Raw records ▸
-*-*-

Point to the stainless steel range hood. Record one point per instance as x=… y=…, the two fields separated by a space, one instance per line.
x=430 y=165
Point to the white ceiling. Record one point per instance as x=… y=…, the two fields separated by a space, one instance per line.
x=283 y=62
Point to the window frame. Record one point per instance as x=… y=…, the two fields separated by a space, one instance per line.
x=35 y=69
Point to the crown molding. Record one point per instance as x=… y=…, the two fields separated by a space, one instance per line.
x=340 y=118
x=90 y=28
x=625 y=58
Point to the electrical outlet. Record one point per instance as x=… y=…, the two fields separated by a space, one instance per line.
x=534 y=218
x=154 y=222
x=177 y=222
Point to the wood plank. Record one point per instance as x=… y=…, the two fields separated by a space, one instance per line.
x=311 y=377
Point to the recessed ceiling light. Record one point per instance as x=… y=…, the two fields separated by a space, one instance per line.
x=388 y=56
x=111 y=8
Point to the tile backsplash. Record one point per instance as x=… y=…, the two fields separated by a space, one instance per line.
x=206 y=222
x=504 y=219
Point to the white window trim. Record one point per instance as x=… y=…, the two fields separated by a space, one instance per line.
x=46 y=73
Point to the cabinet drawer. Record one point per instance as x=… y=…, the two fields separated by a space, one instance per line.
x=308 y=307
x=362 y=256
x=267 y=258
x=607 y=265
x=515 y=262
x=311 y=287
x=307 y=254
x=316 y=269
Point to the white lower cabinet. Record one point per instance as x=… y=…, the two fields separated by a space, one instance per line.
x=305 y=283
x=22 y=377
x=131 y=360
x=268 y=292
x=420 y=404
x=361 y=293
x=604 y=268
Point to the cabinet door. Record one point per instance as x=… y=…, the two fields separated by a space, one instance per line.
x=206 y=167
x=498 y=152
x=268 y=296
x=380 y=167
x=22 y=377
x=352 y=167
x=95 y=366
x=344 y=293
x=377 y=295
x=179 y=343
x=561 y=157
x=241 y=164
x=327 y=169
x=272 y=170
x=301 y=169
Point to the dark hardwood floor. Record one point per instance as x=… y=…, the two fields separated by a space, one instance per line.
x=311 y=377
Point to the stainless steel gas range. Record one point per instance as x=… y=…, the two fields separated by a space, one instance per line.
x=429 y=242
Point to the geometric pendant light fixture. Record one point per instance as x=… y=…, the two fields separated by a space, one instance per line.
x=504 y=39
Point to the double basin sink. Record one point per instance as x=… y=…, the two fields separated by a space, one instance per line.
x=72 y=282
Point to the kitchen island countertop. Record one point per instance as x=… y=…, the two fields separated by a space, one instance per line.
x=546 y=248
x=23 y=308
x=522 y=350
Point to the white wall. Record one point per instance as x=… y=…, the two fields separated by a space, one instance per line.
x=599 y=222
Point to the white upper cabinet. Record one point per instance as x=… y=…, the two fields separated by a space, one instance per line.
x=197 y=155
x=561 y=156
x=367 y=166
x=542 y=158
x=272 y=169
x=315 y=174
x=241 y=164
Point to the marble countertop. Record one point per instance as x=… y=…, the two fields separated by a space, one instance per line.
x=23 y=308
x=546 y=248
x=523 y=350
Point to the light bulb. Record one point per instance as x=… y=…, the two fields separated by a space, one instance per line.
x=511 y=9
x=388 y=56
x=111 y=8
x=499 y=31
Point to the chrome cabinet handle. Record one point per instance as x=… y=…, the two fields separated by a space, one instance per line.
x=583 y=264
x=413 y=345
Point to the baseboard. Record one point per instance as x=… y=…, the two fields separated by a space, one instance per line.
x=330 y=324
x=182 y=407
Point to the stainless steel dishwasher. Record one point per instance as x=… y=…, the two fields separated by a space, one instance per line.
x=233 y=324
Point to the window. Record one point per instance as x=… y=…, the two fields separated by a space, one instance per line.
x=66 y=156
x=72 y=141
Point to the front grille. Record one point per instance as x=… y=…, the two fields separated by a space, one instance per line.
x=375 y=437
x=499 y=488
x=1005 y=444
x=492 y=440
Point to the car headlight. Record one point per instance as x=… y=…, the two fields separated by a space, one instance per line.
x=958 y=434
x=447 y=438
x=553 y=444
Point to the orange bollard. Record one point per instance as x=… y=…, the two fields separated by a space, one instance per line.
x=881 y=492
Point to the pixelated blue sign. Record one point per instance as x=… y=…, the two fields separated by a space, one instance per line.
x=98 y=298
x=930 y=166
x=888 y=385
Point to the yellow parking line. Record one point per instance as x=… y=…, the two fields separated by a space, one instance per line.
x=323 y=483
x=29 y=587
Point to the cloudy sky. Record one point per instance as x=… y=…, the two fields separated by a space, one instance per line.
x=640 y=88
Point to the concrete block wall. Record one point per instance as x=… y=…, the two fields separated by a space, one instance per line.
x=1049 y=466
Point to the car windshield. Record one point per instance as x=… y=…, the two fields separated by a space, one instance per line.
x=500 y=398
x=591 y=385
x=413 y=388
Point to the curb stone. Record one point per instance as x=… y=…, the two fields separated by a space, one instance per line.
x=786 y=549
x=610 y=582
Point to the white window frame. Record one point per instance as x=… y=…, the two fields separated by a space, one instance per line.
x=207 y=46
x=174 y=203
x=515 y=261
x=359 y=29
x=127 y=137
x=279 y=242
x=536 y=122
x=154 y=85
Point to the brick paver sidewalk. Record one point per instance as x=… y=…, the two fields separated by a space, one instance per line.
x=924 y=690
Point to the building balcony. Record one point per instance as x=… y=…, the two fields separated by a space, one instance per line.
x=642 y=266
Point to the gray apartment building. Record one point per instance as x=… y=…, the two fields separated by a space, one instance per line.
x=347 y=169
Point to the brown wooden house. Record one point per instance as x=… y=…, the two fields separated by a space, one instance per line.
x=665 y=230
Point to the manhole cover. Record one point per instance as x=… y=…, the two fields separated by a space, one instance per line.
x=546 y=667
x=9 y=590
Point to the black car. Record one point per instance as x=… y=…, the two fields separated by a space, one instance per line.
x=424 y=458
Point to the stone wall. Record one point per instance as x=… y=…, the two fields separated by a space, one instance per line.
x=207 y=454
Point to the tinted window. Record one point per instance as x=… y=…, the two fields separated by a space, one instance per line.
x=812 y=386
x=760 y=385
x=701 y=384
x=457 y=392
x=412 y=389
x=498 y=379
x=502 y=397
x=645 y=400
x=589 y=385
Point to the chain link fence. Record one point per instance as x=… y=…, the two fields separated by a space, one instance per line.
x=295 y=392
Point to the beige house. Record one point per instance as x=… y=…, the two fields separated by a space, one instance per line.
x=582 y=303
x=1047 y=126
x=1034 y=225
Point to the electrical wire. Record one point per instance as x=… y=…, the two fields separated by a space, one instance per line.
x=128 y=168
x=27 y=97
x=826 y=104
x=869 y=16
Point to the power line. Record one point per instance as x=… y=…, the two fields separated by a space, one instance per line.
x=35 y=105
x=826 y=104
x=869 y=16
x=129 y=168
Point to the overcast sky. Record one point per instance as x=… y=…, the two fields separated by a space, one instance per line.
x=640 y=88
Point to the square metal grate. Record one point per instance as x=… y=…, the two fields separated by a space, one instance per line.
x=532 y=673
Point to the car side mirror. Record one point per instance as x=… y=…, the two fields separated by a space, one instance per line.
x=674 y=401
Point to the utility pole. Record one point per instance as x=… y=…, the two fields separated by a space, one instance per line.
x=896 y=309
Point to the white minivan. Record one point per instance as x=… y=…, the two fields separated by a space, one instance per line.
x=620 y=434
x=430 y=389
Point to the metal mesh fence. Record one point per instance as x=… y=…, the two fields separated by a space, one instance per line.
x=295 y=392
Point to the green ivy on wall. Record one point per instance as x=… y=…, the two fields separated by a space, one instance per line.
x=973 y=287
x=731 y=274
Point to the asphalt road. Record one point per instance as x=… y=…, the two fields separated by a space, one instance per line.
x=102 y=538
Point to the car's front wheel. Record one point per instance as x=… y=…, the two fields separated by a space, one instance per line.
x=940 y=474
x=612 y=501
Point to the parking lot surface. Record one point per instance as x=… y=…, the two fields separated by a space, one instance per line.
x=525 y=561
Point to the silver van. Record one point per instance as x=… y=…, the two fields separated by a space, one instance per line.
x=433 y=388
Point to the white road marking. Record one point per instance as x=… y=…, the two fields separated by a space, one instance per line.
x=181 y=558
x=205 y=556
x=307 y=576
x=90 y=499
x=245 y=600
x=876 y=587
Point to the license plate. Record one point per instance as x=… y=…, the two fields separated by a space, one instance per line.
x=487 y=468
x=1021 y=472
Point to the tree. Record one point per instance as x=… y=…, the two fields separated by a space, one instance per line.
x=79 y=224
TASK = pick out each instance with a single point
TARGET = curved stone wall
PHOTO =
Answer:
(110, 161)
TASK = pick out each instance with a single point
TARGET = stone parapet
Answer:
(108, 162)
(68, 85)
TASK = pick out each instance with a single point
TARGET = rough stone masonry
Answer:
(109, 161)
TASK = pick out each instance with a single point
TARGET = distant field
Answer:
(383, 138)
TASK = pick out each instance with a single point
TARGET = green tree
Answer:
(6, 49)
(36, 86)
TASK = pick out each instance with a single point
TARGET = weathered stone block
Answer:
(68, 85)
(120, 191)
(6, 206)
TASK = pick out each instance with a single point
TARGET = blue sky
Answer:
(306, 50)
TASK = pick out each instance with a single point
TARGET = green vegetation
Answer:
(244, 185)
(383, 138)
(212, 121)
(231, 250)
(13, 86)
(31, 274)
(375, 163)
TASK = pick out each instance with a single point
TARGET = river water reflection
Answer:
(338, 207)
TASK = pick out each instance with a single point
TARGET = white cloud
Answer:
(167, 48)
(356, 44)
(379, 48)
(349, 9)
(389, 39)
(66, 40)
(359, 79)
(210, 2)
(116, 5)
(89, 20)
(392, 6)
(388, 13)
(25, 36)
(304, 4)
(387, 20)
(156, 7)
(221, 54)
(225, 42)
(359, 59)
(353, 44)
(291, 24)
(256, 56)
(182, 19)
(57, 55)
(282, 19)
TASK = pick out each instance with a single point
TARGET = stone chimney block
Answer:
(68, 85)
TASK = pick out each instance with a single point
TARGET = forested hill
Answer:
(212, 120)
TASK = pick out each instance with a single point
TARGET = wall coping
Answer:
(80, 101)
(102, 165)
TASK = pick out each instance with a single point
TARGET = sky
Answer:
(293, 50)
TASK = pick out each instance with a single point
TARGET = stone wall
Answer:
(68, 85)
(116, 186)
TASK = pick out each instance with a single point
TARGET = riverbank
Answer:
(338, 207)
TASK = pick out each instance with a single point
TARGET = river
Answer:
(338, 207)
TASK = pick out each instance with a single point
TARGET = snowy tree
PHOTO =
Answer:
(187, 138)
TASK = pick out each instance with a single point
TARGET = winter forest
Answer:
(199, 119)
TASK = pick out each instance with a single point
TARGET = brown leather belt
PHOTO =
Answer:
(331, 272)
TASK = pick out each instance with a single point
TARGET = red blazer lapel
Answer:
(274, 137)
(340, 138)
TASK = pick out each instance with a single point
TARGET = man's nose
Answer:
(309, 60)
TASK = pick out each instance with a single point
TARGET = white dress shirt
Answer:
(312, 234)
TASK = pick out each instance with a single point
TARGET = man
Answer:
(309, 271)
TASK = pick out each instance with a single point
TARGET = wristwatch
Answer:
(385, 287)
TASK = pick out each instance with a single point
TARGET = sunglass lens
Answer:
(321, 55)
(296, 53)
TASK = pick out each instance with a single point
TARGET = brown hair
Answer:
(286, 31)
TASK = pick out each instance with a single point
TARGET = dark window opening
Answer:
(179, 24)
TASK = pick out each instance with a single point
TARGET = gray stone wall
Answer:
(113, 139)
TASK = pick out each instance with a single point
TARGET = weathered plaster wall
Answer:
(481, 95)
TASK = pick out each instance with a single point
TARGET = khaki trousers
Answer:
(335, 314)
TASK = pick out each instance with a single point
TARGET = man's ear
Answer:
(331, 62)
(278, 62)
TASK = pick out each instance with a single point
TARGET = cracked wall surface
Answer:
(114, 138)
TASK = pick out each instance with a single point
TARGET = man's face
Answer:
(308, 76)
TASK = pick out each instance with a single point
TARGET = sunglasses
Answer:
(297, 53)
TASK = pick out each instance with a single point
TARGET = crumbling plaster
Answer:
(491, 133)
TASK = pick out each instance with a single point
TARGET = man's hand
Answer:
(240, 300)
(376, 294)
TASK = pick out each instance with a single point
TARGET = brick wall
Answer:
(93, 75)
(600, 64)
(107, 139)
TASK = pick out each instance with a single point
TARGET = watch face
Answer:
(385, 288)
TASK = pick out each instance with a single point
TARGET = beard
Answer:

-*-*-

What the exercise asks ▸ Copy the lines above, without changes, from the line with "Point to the tinted" through the line with "x=612 y=501", including both of those lines.

Exercise result ▸
Point to the tinted window. Record one point per instance as x=… y=…, the two fields separated by a space, one instance per line.
x=812 y=386
x=760 y=385
x=701 y=384
x=457 y=392
x=412 y=389
x=498 y=379
x=502 y=397
x=645 y=400
x=589 y=385
Point to the chain link fence. Record one point per instance as x=… y=…, the two fields separated by a space, one instance per line.
x=295 y=392
Point to the beige house. Record one point per instance as x=… y=…, the two fields separated by a space, one instance per line.
x=582 y=303
x=1047 y=126
x=1034 y=225
Point to the electrical wire. Record one point per instance as x=… y=…, the two fields separated by a space, one instance per line.
x=128 y=168
x=27 y=97
x=826 y=104
x=869 y=16
Point to the power line. Record one point per instance as x=… y=…, the two fields separated by a space, one instance per line.
x=35 y=105
x=826 y=104
x=869 y=16
x=129 y=168
Point to the overcast sky. Record one point per instance as x=… y=…, the two fields separated by a space, one instance per line.
x=640 y=88
Point to the square metal grate. Record one point per instance as x=… y=…, the two fields separated by a space, one instance per line.
x=532 y=673
Point to the car side mirror. Record one point per instance as x=… y=…, the two fields separated by a space, one instance per line.
x=674 y=401
Point to the utility pole. Record one point per instance as x=… y=…, the two fields separated by a space, one instance per line.
x=896 y=309
Point to the white minivan. Record one point per instance as x=… y=…, the two fields separated by a space, one instance per line.
x=620 y=434
x=430 y=389
Point to the metal mesh fence. Record one point per instance as x=… y=…, the two fields separated by a space, one instance per line.
x=295 y=392
Point to the green ivy on wall. Record one point per instance as x=… y=…, the two fields separated by a space, one instance per line.
x=973 y=287
x=731 y=274
Point to the asphalt road. Record one point per instance as x=… y=…, the two fields separated by a space, one instance per line.
x=102 y=538
Point to the car's front wheel. Record one point per instance as x=… y=…, the two fields separated by a space, one instance per line.
x=940 y=474
x=612 y=501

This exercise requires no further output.